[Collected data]
◇ ◇ ◇

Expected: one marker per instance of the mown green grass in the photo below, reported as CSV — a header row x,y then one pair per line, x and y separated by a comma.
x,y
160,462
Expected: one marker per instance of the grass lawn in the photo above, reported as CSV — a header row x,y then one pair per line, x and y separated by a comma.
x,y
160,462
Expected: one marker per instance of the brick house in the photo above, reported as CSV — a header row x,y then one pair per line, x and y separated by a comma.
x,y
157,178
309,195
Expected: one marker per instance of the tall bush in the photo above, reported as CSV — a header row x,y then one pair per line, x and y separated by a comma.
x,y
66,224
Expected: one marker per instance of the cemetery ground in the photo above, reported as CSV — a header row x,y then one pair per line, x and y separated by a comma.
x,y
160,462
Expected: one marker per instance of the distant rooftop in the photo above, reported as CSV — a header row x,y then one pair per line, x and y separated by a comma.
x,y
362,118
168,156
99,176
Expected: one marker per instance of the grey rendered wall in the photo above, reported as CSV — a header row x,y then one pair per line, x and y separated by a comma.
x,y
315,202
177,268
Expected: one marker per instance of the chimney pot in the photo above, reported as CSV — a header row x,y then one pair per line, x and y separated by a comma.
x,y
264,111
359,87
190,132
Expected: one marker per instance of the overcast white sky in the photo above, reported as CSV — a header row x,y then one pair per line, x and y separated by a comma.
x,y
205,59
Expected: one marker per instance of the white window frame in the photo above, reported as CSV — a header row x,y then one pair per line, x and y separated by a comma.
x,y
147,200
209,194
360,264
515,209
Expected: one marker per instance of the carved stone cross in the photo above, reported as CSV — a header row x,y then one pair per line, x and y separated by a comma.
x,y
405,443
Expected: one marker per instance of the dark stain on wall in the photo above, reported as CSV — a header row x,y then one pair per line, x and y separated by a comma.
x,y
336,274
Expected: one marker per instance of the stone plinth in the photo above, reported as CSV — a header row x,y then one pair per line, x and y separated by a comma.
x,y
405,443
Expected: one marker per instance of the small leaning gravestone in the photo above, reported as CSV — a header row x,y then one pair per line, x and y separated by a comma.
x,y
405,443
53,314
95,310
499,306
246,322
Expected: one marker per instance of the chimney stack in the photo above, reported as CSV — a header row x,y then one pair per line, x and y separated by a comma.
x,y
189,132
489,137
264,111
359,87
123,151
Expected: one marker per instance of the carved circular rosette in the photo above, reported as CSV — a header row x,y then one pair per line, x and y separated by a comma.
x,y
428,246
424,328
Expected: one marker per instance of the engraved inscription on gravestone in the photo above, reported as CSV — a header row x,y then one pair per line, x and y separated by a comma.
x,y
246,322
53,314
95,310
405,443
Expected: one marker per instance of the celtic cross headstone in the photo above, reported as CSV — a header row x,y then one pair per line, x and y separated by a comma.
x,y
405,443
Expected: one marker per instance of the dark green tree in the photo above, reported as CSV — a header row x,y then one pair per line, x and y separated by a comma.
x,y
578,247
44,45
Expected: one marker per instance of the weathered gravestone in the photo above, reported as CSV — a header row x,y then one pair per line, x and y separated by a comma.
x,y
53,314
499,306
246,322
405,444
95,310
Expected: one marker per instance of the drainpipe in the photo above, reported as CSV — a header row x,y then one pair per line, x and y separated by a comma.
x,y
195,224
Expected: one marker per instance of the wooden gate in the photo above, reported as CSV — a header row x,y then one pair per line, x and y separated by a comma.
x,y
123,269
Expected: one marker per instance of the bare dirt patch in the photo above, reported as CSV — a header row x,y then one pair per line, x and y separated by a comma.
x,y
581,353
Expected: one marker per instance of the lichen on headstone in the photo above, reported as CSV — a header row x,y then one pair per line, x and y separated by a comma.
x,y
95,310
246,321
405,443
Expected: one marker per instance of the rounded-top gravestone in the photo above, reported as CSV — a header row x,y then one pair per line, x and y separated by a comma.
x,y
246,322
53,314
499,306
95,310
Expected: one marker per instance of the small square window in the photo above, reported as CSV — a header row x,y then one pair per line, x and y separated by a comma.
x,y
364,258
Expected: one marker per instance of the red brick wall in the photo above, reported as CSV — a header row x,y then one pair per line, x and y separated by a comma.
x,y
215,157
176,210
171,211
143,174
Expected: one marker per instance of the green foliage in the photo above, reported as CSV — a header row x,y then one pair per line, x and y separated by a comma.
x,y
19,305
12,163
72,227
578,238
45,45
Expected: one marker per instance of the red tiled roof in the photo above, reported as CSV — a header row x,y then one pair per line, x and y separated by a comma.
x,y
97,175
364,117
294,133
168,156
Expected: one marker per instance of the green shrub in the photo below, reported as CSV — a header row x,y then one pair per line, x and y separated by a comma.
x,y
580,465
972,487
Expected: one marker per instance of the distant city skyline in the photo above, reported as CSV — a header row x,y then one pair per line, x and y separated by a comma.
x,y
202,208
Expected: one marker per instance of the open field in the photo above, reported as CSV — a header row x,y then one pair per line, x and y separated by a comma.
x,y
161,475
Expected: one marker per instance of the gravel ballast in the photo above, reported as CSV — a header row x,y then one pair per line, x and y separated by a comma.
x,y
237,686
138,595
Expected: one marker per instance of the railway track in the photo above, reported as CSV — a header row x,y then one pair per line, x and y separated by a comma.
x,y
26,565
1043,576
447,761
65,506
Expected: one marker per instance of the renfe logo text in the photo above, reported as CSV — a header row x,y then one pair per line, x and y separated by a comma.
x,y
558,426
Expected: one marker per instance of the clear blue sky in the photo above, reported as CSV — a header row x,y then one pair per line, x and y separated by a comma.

◇ ◇ ◇

[What the task requires]
Can you repeat the data above with every "marker" swapped for "point" and nothing else altered?

[Output below]
Expected: one point per instance of the mown green grass in the photo below, reported as CSV — a header row x,y then one pair per line, x and y separated by a comma.
x,y
160,462
Expected: one point per instance of the grass lawn in the photo above, reported as CSV — a header row x,y then one pair per line, x and y separated by a comma.
x,y
160,462
Expected: one point per instance of the brick house in the photo above, reported as CSV — a header row x,y then one pair per line, x and y separated by a comma.
x,y
157,178
309,195
Expected: one point per instance of the tall bush in the photo above, reported as CSV — a header row x,y then one pair per line, x and y separated by a comma.
x,y
66,224
Expected: one point per instance of the cemetery ground in the photo above, reported as CSV — a header row x,y then one pair per line, x and y separated by a comma.
x,y
160,462
Expected: one point per instance of the distant rooftop in the photo above, reported as CSV — a header row x,y then one pair per line, x and y separated by a comma.
x,y
362,118
168,156
99,176
Expected: one point per instance of the grey rendered wall in the photo above, reported as CSV — a header row x,y then one pair per line, x and y separated by a comma.
x,y
315,202
177,268
Expected: one point per instance of the chimney pot in the photo above, reported as CSV — a header row x,y then one pair per line, x and y separated by a comma.
x,y
264,111
359,87
190,132
Expected: one point per instance of the overcast white sky in the photo above, reported as CSV — a header row x,y then one pair per line, x and y separated by a comma.
x,y
205,59
Expected: one point per instance of the white window frame in the photo above, reported as CSV — a header row x,y then one pair per line, x and y separated by a comma.
x,y
147,200
209,194
360,264
515,209
Expected: one point per instance of the carved stone cross in the photo above, reported as CSV — a header row x,y then one pair per line, x and y separated by a comma.
x,y
405,443
Expected: one point per instance of the dark stain on wall in the photo above, reported as CSV — a header row x,y then one pair per line, x and y separated by a comma.
x,y
336,274
Expected: one point per instance of the stone plinth in the photo above, reported as CSV — a header row x,y then one pair per line, x and y separated by a comma.
x,y
405,443
Expected: one point per instance of the small leaning gravestone in the photo above, reported as CSV — a header row x,y then one pair per line, x and y separated by a comma.
x,y
405,443
53,314
95,310
499,306
246,322
Expected: one point per instance of the chimney stack in the photo above, reported as CSV — a header row x,y then one pair per line, x and y separated by a comma.
x,y
189,132
489,137
264,111
359,87
123,151
Expected: one point per instance of the carved circular rosette in the photo above, reported as CSV — a header row x,y then one pair per line, x and y separated by a comma.
x,y
428,246
424,328
Expected: one point per instance of the engraved inscription on gravestone in the photo above, reported as CSV — a header row x,y then one pair per line, x and y separated by a comma.
x,y
246,322
53,314
95,310
405,443
Expected: one point per instance of the celtic cross headstone in the photo above, reported as CSV — a header row x,y then one pair per line, x and y separated by a comma.
x,y
405,443
Expected: one point per instance of the dark green tree in the photo above, reported as CSV — a header row x,y then one pair per line, x and y separated by a comma.
x,y
578,247
44,45
Expected: one point per instance of the weathered gravestone in the photo above, reported as CSV — a header row x,y then one pair per line, x and y separated by a comma.
x,y
53,314
499,306
246,322
405,444
95,310
Expected: one point per instance of the drainpipe in the photo above, reported as CSV — a header row x,y then one pair per line, x and y separated by a comma.
x,y
195,224
Expected: one point per instance of the wooden gate in the photo above, reported as CSV — a header row x,y then one pair per line, x and y separated by a comma.
x,y
123,269
Expected: one point per instance of the bare dirt patch in the photo above, reported as CSV — a header row x,y then one pair per line, x and y separated by a comma.
x,y
581,353
Expected: one point per instance of the lichen on headstone in the photo above, reported as CSV — a header row x,y then one pair per line, x and y separated by a comma.
x,y
95,310
246,321
405,443
Expected: one point per instance of the rounded-top gravestone in the photo above, reported as CSV — a header row x,y then one pair per line, x and y separated by a comma.
x,y
246,322
53,314
499,306
95,310
Expected: one point per instance of the small square window in the photo above, reported as CSV — a header row x,y then one pair per line, x and y separated by a comma.
x,y
364,258
Expected: one point per instance of the red brick wall in the photo above, reported as CSV — a header row x,y then one pair per line, x and y separated by a comma.
x,y
215,157
176,210
171,211
143,174
Expected: one point per instance of the green foliage in the photo above, reported as CSV — a header row x,y then one pair per line, x and y separated by a comma.
x,y
19,305
12,163
72,227
578,238
45,45
Expected: one point per instance of the red tiled roof in the photo above, reported as CSV — a header row x,y then one pair per line, x and y separated by a comma.
x,y
97,175
364,117
294,133
168,156
Expected: one point per instance of the green shrub in the photo below, reported as CSV — a header row x,y then one pair per line, x and y separated by a comma.
x,y
580,465
972,487
Expected: one point per instance of the distant city skyline in the photo above, reported as CSV — a header row x,y then one pair per line, x and y separated by a comma.
x,y
202,208
Expected: one point per instance of the open field in the photo above, reported as CSV — a header row x,y then one pair per line, x and y separated by a comma.
x,y
161,475
Expected: one point per instance of the gravel ballast in the photo above, reported as CSV — a header row x,y then one pair per line, x and y separated by a comma.
x,y
237,686
138,595
Expected: one point per instance of the railway track in the photo above, reported as CSV — a header row x,y then one pair per line, x and y separated by a comma.
x,y
26,565
1043,576
447,761
65,506
Expected: one point per instance of the renfe logo text in the photo above, reported as CSV — a header row x,y then one pair per line, x and y separated by a comma.
x,y
558,426
Expected: one point per instance of the clear blue sky in the photo above, reported as CSV — a header row x,y then one pair per line, x and y separated by a comma.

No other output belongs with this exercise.